--- Start of PROVIDED RECORDS ---

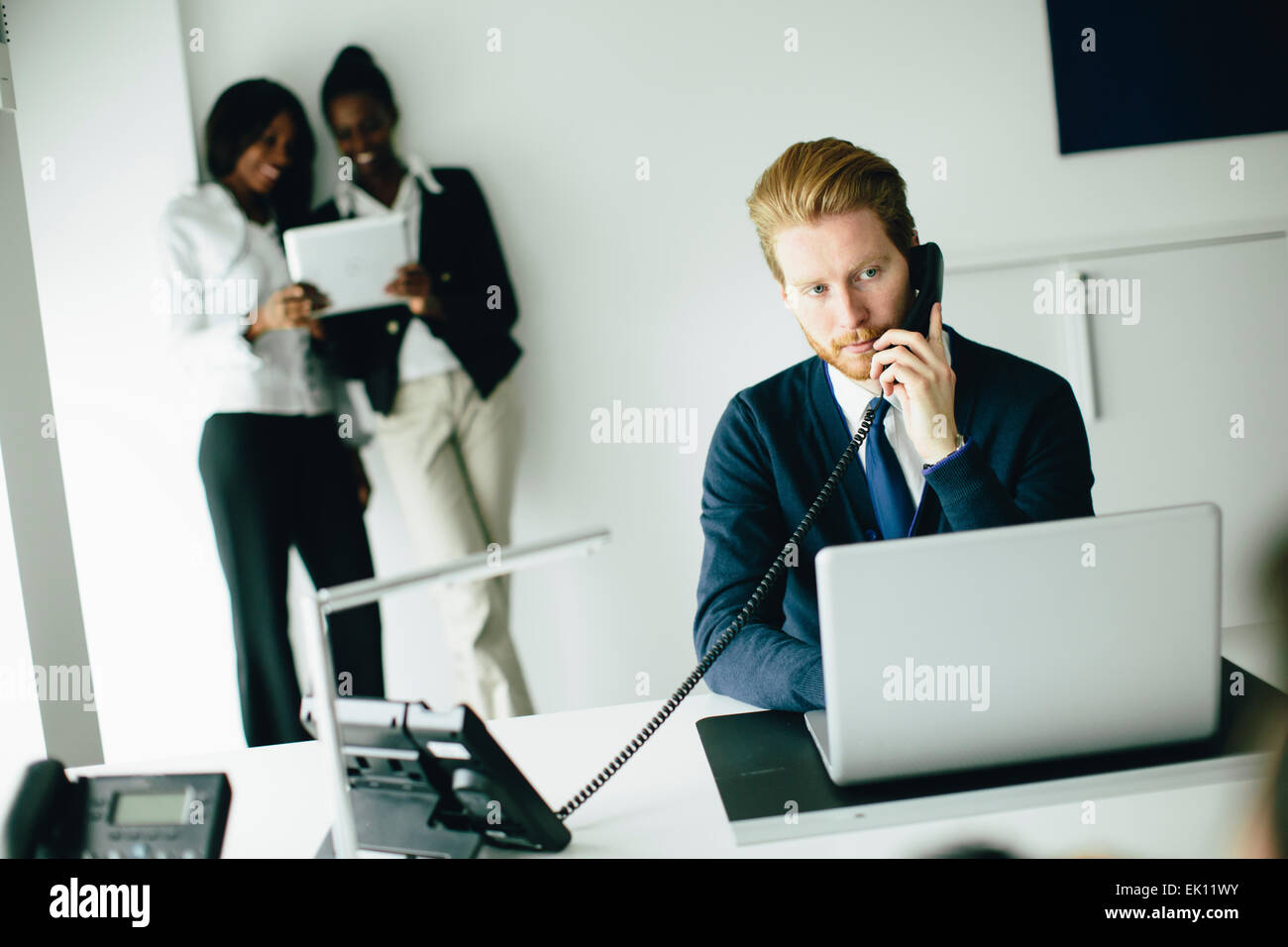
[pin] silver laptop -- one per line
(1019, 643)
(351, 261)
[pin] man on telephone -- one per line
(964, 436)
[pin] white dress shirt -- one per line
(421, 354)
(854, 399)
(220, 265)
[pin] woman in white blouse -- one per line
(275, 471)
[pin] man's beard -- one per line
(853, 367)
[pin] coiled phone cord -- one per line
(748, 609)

--- End of PROVIDED RECORDS ---
--- Start of PROVIDED RECORDS ---

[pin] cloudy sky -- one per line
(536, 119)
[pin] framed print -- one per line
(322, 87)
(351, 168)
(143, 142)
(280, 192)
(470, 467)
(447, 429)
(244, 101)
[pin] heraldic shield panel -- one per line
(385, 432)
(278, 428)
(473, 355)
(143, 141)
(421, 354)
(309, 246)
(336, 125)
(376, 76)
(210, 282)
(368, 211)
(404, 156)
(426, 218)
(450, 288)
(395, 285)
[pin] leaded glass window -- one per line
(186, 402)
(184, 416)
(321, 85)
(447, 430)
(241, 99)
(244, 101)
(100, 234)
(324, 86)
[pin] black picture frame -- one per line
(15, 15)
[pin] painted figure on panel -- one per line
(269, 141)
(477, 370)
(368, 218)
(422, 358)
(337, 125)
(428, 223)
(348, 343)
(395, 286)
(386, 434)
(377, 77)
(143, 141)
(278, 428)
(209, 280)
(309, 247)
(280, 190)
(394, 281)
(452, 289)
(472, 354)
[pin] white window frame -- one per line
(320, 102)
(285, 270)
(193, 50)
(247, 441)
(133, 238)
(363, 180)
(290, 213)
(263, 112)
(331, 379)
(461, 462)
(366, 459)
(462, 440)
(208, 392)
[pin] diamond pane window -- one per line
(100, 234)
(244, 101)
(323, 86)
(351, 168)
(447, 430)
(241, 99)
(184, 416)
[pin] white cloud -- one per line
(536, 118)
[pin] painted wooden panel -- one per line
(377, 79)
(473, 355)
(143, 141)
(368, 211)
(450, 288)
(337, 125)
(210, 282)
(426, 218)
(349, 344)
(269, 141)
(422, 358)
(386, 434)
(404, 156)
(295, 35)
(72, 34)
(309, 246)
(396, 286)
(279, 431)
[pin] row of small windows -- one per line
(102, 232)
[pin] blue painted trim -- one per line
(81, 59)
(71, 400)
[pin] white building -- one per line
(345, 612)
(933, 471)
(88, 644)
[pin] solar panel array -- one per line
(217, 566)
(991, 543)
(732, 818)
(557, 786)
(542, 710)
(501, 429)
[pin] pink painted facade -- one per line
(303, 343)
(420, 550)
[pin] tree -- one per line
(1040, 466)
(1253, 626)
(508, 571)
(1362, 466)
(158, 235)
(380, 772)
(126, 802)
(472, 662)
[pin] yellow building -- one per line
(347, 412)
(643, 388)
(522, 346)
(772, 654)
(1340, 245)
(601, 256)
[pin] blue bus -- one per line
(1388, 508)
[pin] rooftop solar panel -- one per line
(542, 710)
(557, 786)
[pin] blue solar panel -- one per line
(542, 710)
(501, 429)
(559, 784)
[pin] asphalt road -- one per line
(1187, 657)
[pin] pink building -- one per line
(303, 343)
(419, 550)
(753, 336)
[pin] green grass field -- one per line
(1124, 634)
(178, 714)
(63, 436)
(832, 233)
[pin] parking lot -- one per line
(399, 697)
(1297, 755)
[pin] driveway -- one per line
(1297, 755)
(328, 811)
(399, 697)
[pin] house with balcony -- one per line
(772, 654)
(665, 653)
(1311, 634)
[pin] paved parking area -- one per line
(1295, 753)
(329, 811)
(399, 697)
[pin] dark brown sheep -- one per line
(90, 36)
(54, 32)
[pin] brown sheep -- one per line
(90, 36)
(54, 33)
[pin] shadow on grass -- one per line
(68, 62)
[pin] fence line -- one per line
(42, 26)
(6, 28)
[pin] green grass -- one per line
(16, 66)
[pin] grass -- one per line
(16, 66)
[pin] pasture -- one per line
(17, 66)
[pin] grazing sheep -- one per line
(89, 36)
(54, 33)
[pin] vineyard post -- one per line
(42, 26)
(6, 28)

--- End of PROVIDED RECORDS ---
--- Start of PROVIDED RECORDS ---

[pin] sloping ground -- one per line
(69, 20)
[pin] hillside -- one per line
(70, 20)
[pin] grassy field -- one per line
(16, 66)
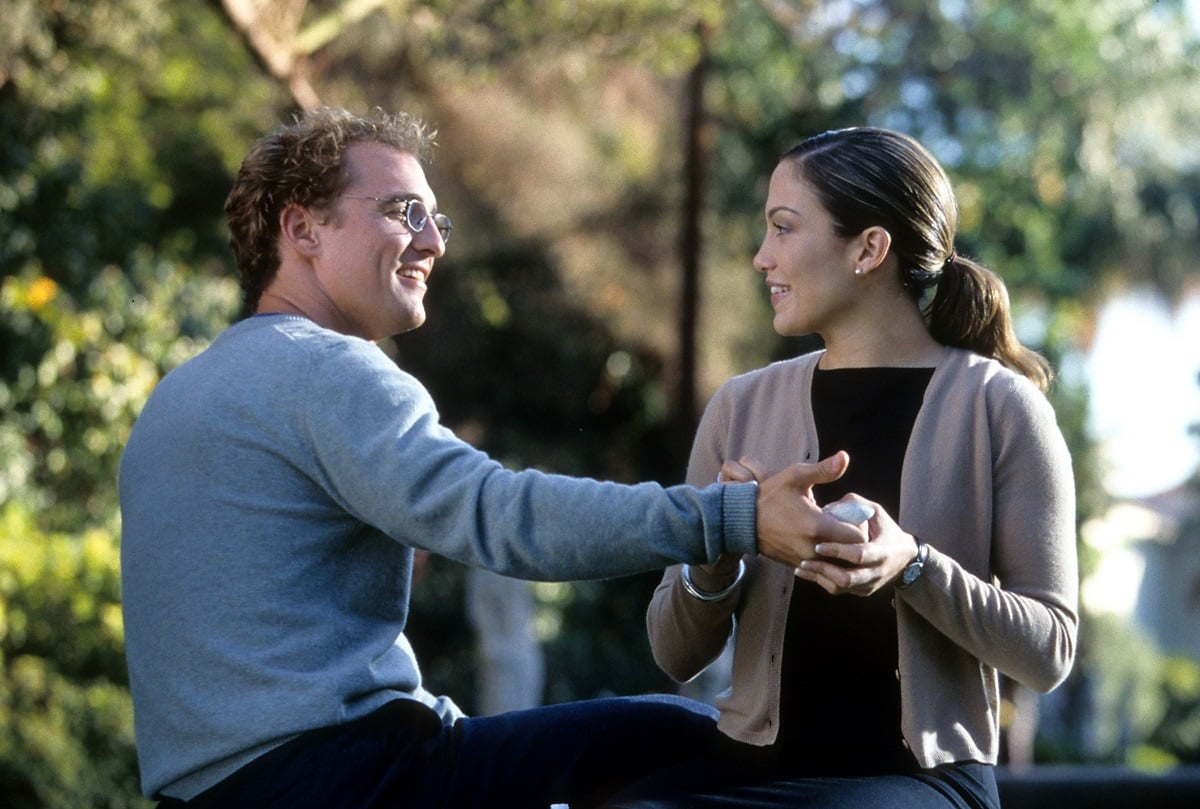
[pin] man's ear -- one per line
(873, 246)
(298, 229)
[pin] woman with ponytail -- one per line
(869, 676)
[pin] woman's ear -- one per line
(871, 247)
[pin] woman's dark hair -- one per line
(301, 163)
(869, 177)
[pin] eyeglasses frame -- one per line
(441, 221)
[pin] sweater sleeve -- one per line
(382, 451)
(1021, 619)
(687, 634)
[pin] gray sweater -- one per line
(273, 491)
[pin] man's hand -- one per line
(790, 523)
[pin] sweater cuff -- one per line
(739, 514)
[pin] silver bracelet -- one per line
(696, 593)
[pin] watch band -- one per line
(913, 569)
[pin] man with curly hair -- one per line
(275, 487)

--- End of PROVIDED RECORDS ---

(BRIEF)
Extract every line from the records above that contains the word "green".

(FULL OUTPUT)
[pin] green grass field -- one per line
[pin] green grass -- one per line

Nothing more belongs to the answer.